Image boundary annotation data
┄┄┄┄┄┄┄┄┄┄┄┄┄┄┄┄┄┄┄┄

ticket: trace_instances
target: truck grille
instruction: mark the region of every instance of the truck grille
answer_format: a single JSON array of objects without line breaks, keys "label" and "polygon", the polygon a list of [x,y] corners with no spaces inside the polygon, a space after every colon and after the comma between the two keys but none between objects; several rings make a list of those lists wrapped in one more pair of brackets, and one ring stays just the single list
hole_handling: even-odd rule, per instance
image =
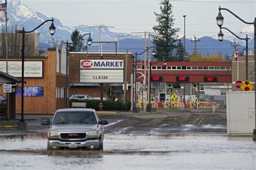
[{"label": "truck grille", "polygon": [[61,133],[60,137],[63,139],[82,139],[85,138],[85,133]]}]

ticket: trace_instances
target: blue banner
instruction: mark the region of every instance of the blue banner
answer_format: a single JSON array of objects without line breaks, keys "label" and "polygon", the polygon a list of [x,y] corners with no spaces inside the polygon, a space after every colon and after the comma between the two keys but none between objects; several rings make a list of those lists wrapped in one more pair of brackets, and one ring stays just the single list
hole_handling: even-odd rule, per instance
[{"label": "blue banner", "polygon": [[[22,87],[19,86],[16,91],[16,97],[21,97]],[[24,86],[24,97],[44,97],[44,87],[36,86]]]}]

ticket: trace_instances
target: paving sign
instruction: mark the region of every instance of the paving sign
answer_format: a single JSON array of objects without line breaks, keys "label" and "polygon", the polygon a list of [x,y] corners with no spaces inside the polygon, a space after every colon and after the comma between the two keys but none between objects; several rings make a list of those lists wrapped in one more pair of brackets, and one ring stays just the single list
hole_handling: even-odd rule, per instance
[{"label": "paving sign", "polygon": [[[19,86],[16,91],[16,97],[21,97],[22,94],[22,87]],[[24,97],[44,97],[44,87],[35,86],[24,87]]]}]

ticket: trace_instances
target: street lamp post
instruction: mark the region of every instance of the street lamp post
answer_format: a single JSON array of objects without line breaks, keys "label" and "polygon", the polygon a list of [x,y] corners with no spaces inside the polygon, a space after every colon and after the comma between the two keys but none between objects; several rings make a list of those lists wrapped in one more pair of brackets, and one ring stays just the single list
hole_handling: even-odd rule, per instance
[{"label": "street lamp post", "polygon": [[[242,22],[244,23],[245,23],[246,24],[253,25],[254,26],[254,70],[255,70],[255,68],[256,68],[256,17],[254,17],[254,22],[253,23],[248,23],[242,19],[241,18],[238,17],[237,15],[236,15],[235,13],[234,13],[233,12],[232,12],[230,10],[226,8],[220,8],[220,5],[219,8],[219,13],[217,17],[216,17],[216,21],[217,23],[217,25],[220,27],[221,27],[221,26],[223,25],[224,20],[224,17],[223,17],[223,16],[221,15],[221,13],[220,12],[221,10],[227,11],[233,15],[234,16],[238,18],[238,19]],[[254,86],[255,84],[256,84],[256,76],[254,76]],[[255,90],[254,90],[254,91],[255,91]],[[253,140],[254,141],[256,141],[256,115],[255,115],[256,114],[256,91],[254,93],[255,127],[253,132]]]},{"label": "street lamp post", "polygon": [[222,41],[222,40],[223,40],[223,39],[224,38],[224,34],[223,34],[223,33],[221,31],[221,29],[227,30],[230,33],[231,33],[232,34],[235,36],[237,38],[240,39],[240,40],[246,40],[246,48],[245,48],[245,52],[246,52],[246,56],[245,56],[245,59],[246,59],[246,60],[245,60],[246,62],[245,63],[246,63],[246,64],[245,64],[245,65],[246,65],[246,69],[245,77],[246,77],[246,80],[248,80],[248,40],[249,39],[251,39],[251,38],[248,38],[247,35],[246,35],[246,38],[240,38],[239,37],[238,37],[238,36],[235,34],[233,32],[232,32],[229,29],[227,29],[225,27],[220,26],[220,32],[219,32],[219,34],[218,34],[218,39],[219,39],[219,40],[220,41]]},{"label": "street lamp post", "polygon": [[66,77],[65,79],[65,108],[68,108],[68,103],[69,103],[69,97],[68,96],[68,67],[69,65],[69,45],[71,44],[75,44],[81,39],[83,37],[84,37],[86,35],[89,35],[89,37],[87,39],[87,44],[90,46],[92,43],[92,40],[91,38],[91,33],[87,33],[83,34],[82,36],[80,37],[78,39],[76,40],[75,41],[72,42],[69,42],[68,40],[66,40],[66,42],[64,42],[66,44]]},{"label": "street lamp post", "polygon": [[[156,55],[156,51],[154,51],[154,47],[150,47],[147,48],[145,51],[144,51],[143,52],[140,53],[137,53],[137,51],[135,52],[135,74],[134,75],[134,95],[133,96],[133,110],[136,109],[137,110],[137,101],[136,101],[136,98],[137,98],[137,56],[138,55],[141,55],[145,53],[145,52],[147,51],[149,49],[150,49],[151,48],[154,48],[153,51],[152,51],[152,55]],[[149,80],[149,82],[150,82],[150,80]]]},{"label": "street lamp post", "polygon": [[[45,23],[48,22],[52,22],[51,26],[49,27],[49,32],[51,35],[53,36],[55,33],[55,26],[53,24],[53,18],[52,18],[51,19],[48,19],[45,20],[44,22],[38,25],[36,27],[35,29],[30,31],[25,31],[24,27],[23,27],[22,30],[16,30],[16,32],[17,33],[22,33],[22,89],[21,89],[21,119],[20,122],[24,122],[24,51],[25,51],[25,33],[31,33],[35,31],[36,29],[38,29],[42,25],[44,24]],[[23,124],[25,125],[24,126],[22,126],[22,130],[26,129],[26,124]],[[18,127],[18,129],[19,129]]]}]

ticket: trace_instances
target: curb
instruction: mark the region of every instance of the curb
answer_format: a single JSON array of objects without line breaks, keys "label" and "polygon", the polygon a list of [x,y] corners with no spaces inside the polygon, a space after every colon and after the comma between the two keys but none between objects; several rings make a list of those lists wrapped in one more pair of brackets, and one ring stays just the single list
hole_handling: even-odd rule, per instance
[{"label": "curb", "polygon": [[118,112],[116,111],[96,111],[98,114],[116,114]]}]

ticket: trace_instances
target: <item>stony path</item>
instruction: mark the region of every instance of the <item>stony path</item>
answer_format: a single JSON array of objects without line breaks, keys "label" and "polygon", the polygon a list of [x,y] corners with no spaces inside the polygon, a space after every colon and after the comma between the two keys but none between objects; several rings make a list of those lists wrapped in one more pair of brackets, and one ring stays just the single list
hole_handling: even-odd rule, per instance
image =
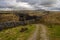
[{"label": "stony path", "polygon": [[[38,31],[39,29],[40,29],[40,31]],[[38,33],[40,33],[40,35]],[[37,38],[38,38],[37,35],[40,36],[39,40],[49,40],[49,38],[47,36],[46,26],[43,24],[36,24],[36,30],[30,36],[30,38],[28,38],[28,40],[37,40]]]}]

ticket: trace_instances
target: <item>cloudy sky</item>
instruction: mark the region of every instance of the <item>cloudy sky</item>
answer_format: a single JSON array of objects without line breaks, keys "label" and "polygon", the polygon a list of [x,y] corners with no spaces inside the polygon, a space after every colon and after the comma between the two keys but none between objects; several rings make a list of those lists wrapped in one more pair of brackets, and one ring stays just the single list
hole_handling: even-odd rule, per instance
[{"label": "cloudy sky", "polygon": [[60,0],[0,0],[0,10],[60,10]]}]

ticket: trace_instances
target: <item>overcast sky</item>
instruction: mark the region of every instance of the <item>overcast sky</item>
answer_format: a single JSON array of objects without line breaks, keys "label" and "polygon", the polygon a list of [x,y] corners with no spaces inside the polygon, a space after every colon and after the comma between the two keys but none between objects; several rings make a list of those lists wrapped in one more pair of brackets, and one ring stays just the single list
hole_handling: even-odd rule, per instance
[{"label": "overcast sky", "polygon": [[60,10],[60,0],[0,0],[0,10]]}]

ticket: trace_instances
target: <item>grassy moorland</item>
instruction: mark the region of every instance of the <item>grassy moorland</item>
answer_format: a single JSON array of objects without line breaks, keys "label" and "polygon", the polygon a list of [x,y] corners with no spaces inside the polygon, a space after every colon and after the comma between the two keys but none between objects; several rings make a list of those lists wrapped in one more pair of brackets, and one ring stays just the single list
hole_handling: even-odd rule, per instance
[{"label": "grassy moorland", "polygon": [[47,25],[50,40],[60,40],[60,12],[50,12],[42,22]]},{"label": "grassy moorland", "polygon": [[[27,27],[28,30],[20,32],[21,28]],[[26,40],[35,30],[35,25],[18,26],[0,31],[0,40]]]},{"label": "grassy moorland", "polygon": [[60,40],[60,25],[48,25],[50,40]]}]

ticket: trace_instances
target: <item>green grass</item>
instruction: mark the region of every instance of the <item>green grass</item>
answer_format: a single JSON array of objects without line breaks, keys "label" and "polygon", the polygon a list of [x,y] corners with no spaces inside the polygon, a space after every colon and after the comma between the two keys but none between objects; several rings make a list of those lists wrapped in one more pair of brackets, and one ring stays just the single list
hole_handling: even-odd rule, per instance
[{"label": "green grass", "polygon": [[48,31],[50,40],[60,40],[60,25],[49,25]]},{"label": "green grass", "polygon": [[[20,32],[22,27],[27,27],[28,30]],[[27,40],[29,35],[35,30],[35,25],[19,26],[2,30],[0,32],[0,40]]]}]

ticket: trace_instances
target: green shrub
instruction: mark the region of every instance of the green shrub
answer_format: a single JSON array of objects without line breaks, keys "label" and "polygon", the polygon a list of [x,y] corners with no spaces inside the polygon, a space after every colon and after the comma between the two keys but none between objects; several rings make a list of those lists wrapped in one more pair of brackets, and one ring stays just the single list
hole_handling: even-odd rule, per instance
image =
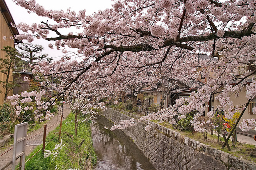
[{"label": "green shrub", "polygon": [[[59,150],[58,156],[54,158],[51,155],[44,158],[42,152],[40,151],[26,163],[26,169],[53,170],[56,167],[57,170],[71,168],[84,169],[85,162],[88,161],[91,161],[92,165],[96,164],[96,156],[92,145],[90,123],[84,122],[80,124],[78,130],[78,135],[75,136],[74,119],[74,114],[70,114],[62,123],[61,134],[62,145],[66,144],[62,149]],[[55,131],[49,133],[46,137],[46,144],[58,134],[59,128],[59,126]],[[45,149],[53,151],[55,144],[59,144],[58,137],[58,135],[46,146]],[[83,139],[85,141],[79,148],[79,144]],[[26,159],[33,155],[42,147],[42,145],[38,146],[27,156]]]},{"label": "green shrub", "polygon": [[176,118],[177,123],[174,126],[175,128],[182,130],[193,130],[194,126],[192,125],[190,120],[193,120],[194,115],[196,113],[195,112],[191,112],[186,115],[185,118],[182,118],[180,120]]}]

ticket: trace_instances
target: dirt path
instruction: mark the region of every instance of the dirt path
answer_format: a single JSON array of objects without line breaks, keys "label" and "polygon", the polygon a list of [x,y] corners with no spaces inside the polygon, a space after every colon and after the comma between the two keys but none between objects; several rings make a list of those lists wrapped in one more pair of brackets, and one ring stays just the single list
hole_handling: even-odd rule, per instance
[{"label": "dirt path", "polygon": [[[68,115],[70,113],[70,108],[68,104],[65,104],[63,106],[63,118],[64,119],[65,119]],[[54,117],[52,118],[51,120],[48,121],[47,123],[47,128],[52,126],[54,124],[56,124],[57,122],[60,120],[60,114],[61,111],[59,112],[58,114],[55,114]],[[49,132],[55,129],[55,128],[60,124],[60,123],[55,124],[50,128],[47,129],[46,130],[46,135],[49,133]],[[44,130],[44,126],[42,126],[40,129],[31,132],[28,134],[27,136],[27,138],[29,138],[31,136],[41,132]],[[29,154],[33,151],[33,150],[36,148],[37,146],[43,143],[43,132],[41,132],[39,134],[33,137],[30,139],[27,140],[26,145],[26,156],[28,155]],[[13,146],[12,145],[10,147],[6,149],[6,150],[1,151],[0,152],[0,155],[2,153],[4,153],[10,148],[12,148]],[[0,157],[0,169],[3,167],[8,162],[12,160],[12,150],[11,150],[10,151],[5,154],[4,155],[1,156]],[[18,164],[18,159],[16,163],[17,165]],[[11,169],[11,165],[9,166],[5,170],[10,170]]]}]

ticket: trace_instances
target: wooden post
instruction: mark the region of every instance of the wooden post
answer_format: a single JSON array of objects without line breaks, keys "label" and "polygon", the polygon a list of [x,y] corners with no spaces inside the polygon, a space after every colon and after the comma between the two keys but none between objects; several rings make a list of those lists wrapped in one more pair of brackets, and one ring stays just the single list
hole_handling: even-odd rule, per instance
[{"label": "wooden post", "polygon": [[229,145],[228,144],[228,141],[227,140],[227,138],[226,138],[226,136],[224,134],[222,134],[222,136],[223,136],[223,138],[224,138],[224,140],[225,140],[225,143],[226,145],[227,146],[227,148],[228,148],[228,149],[229,151],[231,150],[231,149],[230,149],[230,147],[229,146]]},{"label": "wooden post", "polygon": [[43,154],[44,153],[44,148],[45,148],[45,138],[46,136],[46,126],[47,125],[45,123],[44,125],[44,136],[43,137]]},{"label": "wooden post", "polygon": [[78,146],[79,148],[80,148],[80,147],[81,147],[82,144],[83,144],[83,143],[84,143],[84,139],[83,139],[82,142],[80,143],[80,144],[79,144],[79,146]]},{"label": "wooden post", "polygon": [[[239,116],[239,117],[238,118],[238,119],[236,121],[236,124],[234,125],[234,127],[233,127],[233,128],[232,129],[232,130],[231,130],[231,131],[229,134],[228,136],[228,138],[227,138],[227,140],[228,141],[228,140],[229,140],[229,138],[230,138],[230,137],[231,137],[231,135],[232,135],[232,134],[233,133],[233,132],[234,131],[234,130],[235,130],[235,129],[236,129],[236,126],[237,126],[237,124],[238,124],[238,122],[239,122],[239,121],[240,121],[240,119],[241,119],[241,118],[242,118],[242,116],[243,116],[243,114],[244,114],[244,111],[245,111],[245,110],[247,108],[247,106],[249,105],[250,102],[251,100],[251,100],[248,101],[247,103],[246,103],[246,104],[245,105],[245,106],[244,106],[244,110],[243,110],[243,111],[242,111],[241,114],[240,114],[240,116]],[[226,142],[223,144],[223,145],[222,146],[221,148],[225,148],[225,146],[226,146]]]},{"label": "wooden post", "polygon": [[60,132],[59,132],[59,141],[60,140],[60,133],[61,133],[61,126],[62,124],[62,118],[63,115],[62,114],[60,117]]}]

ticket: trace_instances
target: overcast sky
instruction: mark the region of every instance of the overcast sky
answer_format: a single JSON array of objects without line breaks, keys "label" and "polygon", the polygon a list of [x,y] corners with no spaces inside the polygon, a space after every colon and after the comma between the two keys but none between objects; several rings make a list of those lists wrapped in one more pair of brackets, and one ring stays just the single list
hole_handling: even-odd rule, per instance
[{"label": "overcast sky", "polygon": [[[29,14],[26,9],[16,5],[12,0],[4,0],[16,24],[22,22],[28,24],[40,23],[41,21],[46,22],[47,20],[46,18],[39,17],[34,13]],[[79,11],[85,9],[86,14],[87,15],[97,12],[100,10],[110,8],[113,2],[111,0],[36,0],[36,1],[40,5],[43,6],[46,10],[62,9],[66,11],[67,8],[70,7],[71,10],[75,11],[77,13]],[[22,33],[22,32],[20,30],[19,30],[19,32],[20,34]],[[49,48],[48,45],[50,42],[48,41],[43,39],[37,40],[36,38],[35,40],[32,43],[42,45],[45,49],[43,52],[48,54],[48,57],[56,60],[60,58],[60,57],[57,57],[66,55],[56,48],[51,49]],[[27,42],[23,40],[23,42]],[[76,51],[74,49],[71,50],[73,52]],[[79,60],[78,58],[77,60]]]}]

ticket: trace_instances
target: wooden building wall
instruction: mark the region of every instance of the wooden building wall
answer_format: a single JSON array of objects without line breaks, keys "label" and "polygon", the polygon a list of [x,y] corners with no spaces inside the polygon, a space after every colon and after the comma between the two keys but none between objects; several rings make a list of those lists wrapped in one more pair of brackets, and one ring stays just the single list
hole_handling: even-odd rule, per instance
[{"label": "wooden building wall", "polygon": [[[2,49],[4,46],[9,46],[12,47],[14,47],[14,40],[7,38],[6,41],[4,40],[3,38],[4,36],[6,36],[7,37],[10,37],[11,36],[13,36],[12,32],[10,29],[10,27],[8,25],[8,24],[5,19],[4,15],[1,12],[0,14],[0,48]],[[2,51],[0,51],[0,57],[4,58],[6,55],[6,54]],[[12,78],[11,76],[11,78]],[[2,81],[4,81],[6,79],[6,76],[3,73],[0,72],[0,79]],[[0,84],[0,90],[1,90],[2,93],[0,94],[0,105],[3,104],[4,99],[4,92],[5,89],[3,88],[2,84]],[[12,92],[9,93],[9,96],[12,95]]]}]

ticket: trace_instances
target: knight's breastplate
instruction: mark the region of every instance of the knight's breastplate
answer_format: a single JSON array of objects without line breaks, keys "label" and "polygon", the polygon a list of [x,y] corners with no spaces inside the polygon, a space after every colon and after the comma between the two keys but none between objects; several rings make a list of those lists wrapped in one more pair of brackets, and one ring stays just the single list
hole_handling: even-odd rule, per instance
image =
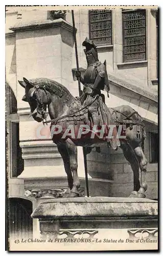
[{"label": "knight's breastplate", "polygon": [[84,83],[94,83],[98,71],[96,67],[94,66],[90,66],[84,73]]}]

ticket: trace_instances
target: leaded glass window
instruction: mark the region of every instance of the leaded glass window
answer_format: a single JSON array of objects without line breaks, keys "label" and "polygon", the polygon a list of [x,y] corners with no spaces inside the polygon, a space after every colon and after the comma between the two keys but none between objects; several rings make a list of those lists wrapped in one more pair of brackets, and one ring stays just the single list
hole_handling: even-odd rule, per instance
[{"label": "leaded glass window", "polygon": [[97,45],[112,45],[111,11],[89,11],[89,38]]},{"label": "leaded glass window", "polygon": [[146,59],[146,11],[123,11],[123,62]]}]

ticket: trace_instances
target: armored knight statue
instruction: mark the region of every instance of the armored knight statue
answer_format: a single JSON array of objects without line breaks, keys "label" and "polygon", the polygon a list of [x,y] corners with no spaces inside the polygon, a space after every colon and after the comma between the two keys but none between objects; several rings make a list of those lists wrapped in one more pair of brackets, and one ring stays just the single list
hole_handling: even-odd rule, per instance
[{"label": "armored knight statue", "polygon": [[[101,90],[109,91],[109,86],[106,69],[106,61],[104,63],[99,60],[96,46],[92,41],[86,37],[82,44],[85,47],[84,50],[87,62],[87,68],[84,72],[84,77],[81,76],[80,71],[76,71],[75,75],[79,77],[81,83],[84,85],[84,95],[81,102],[84,106],[92,102],[88,107],[88,113],[91,115],[94,124],[99,124],[99,117],[98,112],[99,96],[101,96],[104,101],[104,95],[101,94]],[[95,97],[96,99],[95,99]],[[95,99],[95,100],[94,100]]]}]

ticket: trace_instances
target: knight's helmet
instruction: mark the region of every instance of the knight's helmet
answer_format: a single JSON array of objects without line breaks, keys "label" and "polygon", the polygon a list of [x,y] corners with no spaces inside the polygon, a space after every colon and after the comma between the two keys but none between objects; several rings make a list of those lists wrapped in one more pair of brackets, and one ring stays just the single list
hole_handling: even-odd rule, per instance
[{"label": "knight's helmet", "polygon": [[82,44],[83,46],[85,47],[85,49],[84,50],[85,54],[88,52],[91,52],[94,57],[95,60],[99,60],[98,54],[96,45],[93,41],[90,40],[88,37],[86,37]]}]

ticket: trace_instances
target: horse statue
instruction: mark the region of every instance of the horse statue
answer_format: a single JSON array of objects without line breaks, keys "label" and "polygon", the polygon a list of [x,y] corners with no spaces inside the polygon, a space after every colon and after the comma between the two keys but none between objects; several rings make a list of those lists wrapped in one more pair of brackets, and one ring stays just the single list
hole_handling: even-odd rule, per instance
[{"label": "horse statue", "polygon": [[[23,81],[18,82],[25,89],[26,94],[22,100],[28,102],[31,108],[30,116],[39,122],[44,120],[46,122],[51,122],[52,140],[56,144],[62,158],[67,176],[68,187],[65,197],[79,196],[77,146],[94,147],[99,147],[103,143],[112,146],[115,145],[115,142],[117,145],[122,148],[133,173],[133,191],[130,197],[145,197],[144,192],[147,188],[146,181],[147,160],[142,148],[145,138],[145,131],[142,118],[137,112],[127,105],[108,108],[103,102],[102,113],[105,115],[105,120],[106,117],[107,123],[104,129],[104,135],[101,137],[98,130],[94,129],[93,131],[91,117],[88,116],[87,119],[86,118],[85,109],[87,106],[83,108],[79,99],[73,97],[63,85],[56,81],[43,78],[29,80],[23,78]],[[51,119],[48,121],[47,105]],[[113,136],[106,137],[105,134],[109,125],[110,127],[114,125],[115,129],[113,129]],[[121,134],[125,135],[121,136],[121,136],[119,137],[115,136],[117,135],[118,129],[122,126],[123,130]],[[68,130],[67,127],[69,127]],[[74,130],[71,130],[72,127]],[[88,127],[89,131],[87,131],[89,130]],[[58,129],[59,133],[56,132]],[[92,132],[91,135],[90,131]],[[80,134],[79,136],[79,134]],[[117,150],[117,146],[114,146],[113,149]],[[141,170],[141,182],[139,168]]]}]

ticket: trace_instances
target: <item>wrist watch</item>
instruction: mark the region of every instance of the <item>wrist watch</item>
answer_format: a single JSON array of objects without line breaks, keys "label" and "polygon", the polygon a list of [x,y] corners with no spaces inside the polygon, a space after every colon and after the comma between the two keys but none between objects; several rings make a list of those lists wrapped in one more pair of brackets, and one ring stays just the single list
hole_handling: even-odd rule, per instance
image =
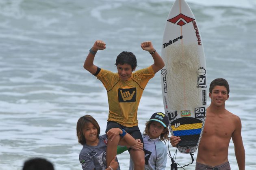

┄┄┄┄┄┄┄┄┄┄┄┄┄┄┄┄┄┄┄┄

### What is needed
Gather each line of the data above that contains the string "stony", and copy those lines in full.

### Output
target: <item>stony path</item>
instruction: mark the region of every instance of the <item>stony path</item>
[{"label": "stony path", "polygon": [[[38,31],[39,29],[40,29],[40,31]],[[38,33],[40,33],[40,35]],[[37,38],[38,38],[37,35],[40,36],[39,40],[49,40],[49,38],[47,36],[46,26],[43,24],[36,24],[36,30],[30,36],[30,38],[28,38],[28,40],[37,40]]]}]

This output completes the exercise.